_Written problem_: Please render the data below as a Markdown table with the columns Row and Line, giving each non-blank line its own numbered row.

###

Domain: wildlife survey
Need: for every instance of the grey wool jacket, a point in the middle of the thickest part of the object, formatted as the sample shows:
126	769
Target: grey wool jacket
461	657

###

_Output of the task_:
| Row | Line |
|---|---|
| 1 | Domain: wildlife survey |
| 2 | Need: for every instance of the grey wool jacket, a point in the middle of the thickest part of the object, formatted as the sample shows: |
| 3 | 126	769 |
| 4 | Target: grey wool jacket |
| 5 | 461	657 |